* **书面指令 1**
请列出下文访谈中祁智提到的其他作家的姓名，不包括祁智本人和采访者周益民。

* **阅读节选**

+++

字里行间有好的风景
2019-09-10祁智周益民
祁智 周益民
随着统编本语文教材的使用,整本书阅读的话题成为热点。那么,作家们是怎么创作作品、塑造人物的?这其中有些什么故事?对于学生的习作,他们又有怎样的看法和建议?带着这些问题,最近,笔者采访了著名作家祁智先生。
“将近2000个小朋友参与创作”
周益民:《芝麻开门》里有很多生动的小故事,十分富有生活气息,有的似乎就发生在我们身边。您的那些灵感都是从哪里来的?
祁 智:一开始我其实不是写儿童文学的,我写了很多成人小说,也获过全国性的奖项。在成人文学创作上,作为一名青年作家,取得了一些成就。我为什么会写儿童文学呢?我当时在江苏少年儿童出版社工作,做文学读物编辑室主任、副总编、社长,参与了曹文轩老师的《草房子》、黄蓓佳老师的《我要做好孩子》等著名作家重要作品的策划和编辑工作,开始接触儿童文学。我一接触儿童文学起点就非常高,都是名家,沈石溪、秦文君、张之路,等等。于是我也想写。
正好快到六一,《扬子晚报》问一些作家最近要写什么作品。我说我要写一个反映孩子现实生活的儿童小说,书名就叫《芝麻开门》。《扬子晚报》把这个消息发出去后,近2000个小朋友给我写信,或者是通过爸爸妈妈、老师,当然也有外公外婆、爷爷奶奶,把故事告诉我。那些故事像雪片一样飞过来,我在刹那间成了一个“富翁”。我花了很长时间把这些事情一件一件捋起来。如果我是一个不节制的人,可以写成七八个《芝麻开门》这种篇幅的小说。当然我不能写那么长,我从中选取了一些,自己也到生活中去寻找。
周益民:孩子们的这种热情参与,给您的创作带来了怎样的影响?您有压力吗?
祁 智:将近2000个小朋友
参与创作,对一个作家来讲很幸福,同时又充满着危险。因为小朋友每天都关心你的创作到哪儿啦,他会通过各种办法找到你,甚至派代表到我们家去。你写哪儿啦,能不能写得下去?很多人把我的创作当成了他们自己的作业。我处在创作十分兴奋的时期,我要写哪些人,这些人行不行,给他们取什么名字,他们的性格怎么样,等等,包括小说的小标题,都听小朋友们的意见。

+++

* **书面指令 2**
请逐字重打记录中的以下各行：从含有“For the benchmark, mark every instance of the woman's hand”的那一行起，直至记录末尾，首尾两行都包括在内。

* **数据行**
+++

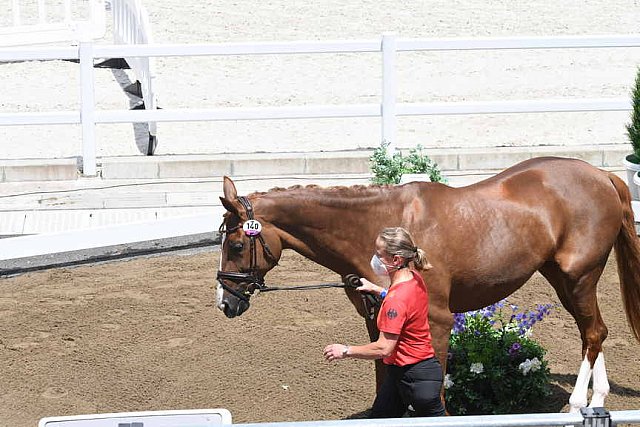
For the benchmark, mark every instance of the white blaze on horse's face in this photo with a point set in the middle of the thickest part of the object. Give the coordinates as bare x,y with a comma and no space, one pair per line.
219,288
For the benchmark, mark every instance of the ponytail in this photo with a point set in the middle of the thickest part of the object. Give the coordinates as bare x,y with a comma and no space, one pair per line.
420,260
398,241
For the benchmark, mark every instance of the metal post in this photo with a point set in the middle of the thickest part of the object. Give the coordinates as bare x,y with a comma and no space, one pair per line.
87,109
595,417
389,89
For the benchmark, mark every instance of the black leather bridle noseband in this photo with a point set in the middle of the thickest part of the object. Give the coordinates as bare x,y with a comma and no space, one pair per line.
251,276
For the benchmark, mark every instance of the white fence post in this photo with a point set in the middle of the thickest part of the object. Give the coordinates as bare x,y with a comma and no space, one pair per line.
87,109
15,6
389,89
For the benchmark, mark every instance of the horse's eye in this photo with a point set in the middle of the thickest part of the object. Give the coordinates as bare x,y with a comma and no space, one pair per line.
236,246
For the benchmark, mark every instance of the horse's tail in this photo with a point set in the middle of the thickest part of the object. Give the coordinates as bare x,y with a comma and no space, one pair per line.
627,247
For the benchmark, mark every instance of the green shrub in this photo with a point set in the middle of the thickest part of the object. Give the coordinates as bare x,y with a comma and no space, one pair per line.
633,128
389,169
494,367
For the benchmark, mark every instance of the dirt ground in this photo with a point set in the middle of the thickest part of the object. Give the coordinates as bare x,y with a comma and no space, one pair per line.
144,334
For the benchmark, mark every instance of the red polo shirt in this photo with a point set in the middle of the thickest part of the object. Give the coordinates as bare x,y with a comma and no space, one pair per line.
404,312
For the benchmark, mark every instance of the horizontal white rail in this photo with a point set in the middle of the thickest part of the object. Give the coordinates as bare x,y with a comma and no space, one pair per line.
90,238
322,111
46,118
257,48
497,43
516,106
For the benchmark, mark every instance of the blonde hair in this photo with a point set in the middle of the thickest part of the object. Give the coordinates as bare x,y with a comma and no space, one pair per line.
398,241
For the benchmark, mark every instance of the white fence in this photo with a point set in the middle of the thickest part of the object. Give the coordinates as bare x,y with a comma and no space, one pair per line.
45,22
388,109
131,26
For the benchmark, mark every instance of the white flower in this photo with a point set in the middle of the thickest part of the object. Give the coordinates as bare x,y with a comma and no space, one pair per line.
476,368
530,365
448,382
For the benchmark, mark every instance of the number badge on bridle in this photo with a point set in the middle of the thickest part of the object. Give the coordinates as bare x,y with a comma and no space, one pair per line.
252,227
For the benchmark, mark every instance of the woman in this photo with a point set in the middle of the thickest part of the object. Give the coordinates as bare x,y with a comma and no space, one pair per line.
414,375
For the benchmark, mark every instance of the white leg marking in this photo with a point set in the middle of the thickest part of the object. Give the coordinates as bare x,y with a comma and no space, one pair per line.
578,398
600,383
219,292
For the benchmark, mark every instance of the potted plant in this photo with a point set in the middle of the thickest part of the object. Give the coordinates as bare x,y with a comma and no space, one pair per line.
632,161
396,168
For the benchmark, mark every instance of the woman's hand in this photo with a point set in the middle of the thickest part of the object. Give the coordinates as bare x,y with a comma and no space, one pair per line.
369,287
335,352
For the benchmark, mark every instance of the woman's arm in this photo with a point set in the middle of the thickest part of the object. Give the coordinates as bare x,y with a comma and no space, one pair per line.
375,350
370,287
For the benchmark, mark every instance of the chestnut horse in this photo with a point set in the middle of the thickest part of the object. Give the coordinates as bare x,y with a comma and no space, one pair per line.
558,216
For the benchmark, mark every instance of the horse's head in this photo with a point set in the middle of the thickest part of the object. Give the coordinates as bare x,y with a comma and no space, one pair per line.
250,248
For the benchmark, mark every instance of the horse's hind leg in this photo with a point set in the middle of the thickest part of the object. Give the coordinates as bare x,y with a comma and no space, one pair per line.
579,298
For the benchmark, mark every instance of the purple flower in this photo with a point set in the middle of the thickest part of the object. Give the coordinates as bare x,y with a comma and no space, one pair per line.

+++

* **最终答案 1**
曹文轩、黄蓓佳、沈石溪、秦文君、张之路

* **最终答案 2**
For the benchmark, mark every instance of the woman's hand in this photo with a point set in the middle of the thickest part of the object. Give the coordinates as bare x,y with a comma and no space, one pair per line.
369,287
335,352
For the benchmark, mark every instance of the woman's arm in this photo with a point set in the middle of the thickest part of the object. Give the coordinates as bare x,y with a comma and no space, one pair per line.
375,350
370,287
For the benchmark, mark every instance of the chestnut horse in this photo with a point set in the middle of the thickest part of the object. Give the coordinates as bare x,y with a comma and no space, one pair per line.
558,216
For the benchmark, mark every instance of the horse's head in this photo with a point set in the middle of the thickest part of the object. Give the coordinates as bare x,y with a comma and no space, one pair per line.
250,248
For the benchmark, mark every instance of the horse's hind leg in this photo with a point set in the middle of the thickest part of the object. Give the coordinates as bare x,y with a comma and no space, one pair per line.
579,298
For the benchmark, mark every instance of the purple flower in this photo with a point set in the middle of the thickest part of the object. Give the coordinates as bare x,y with a comma and no space, one pair per line.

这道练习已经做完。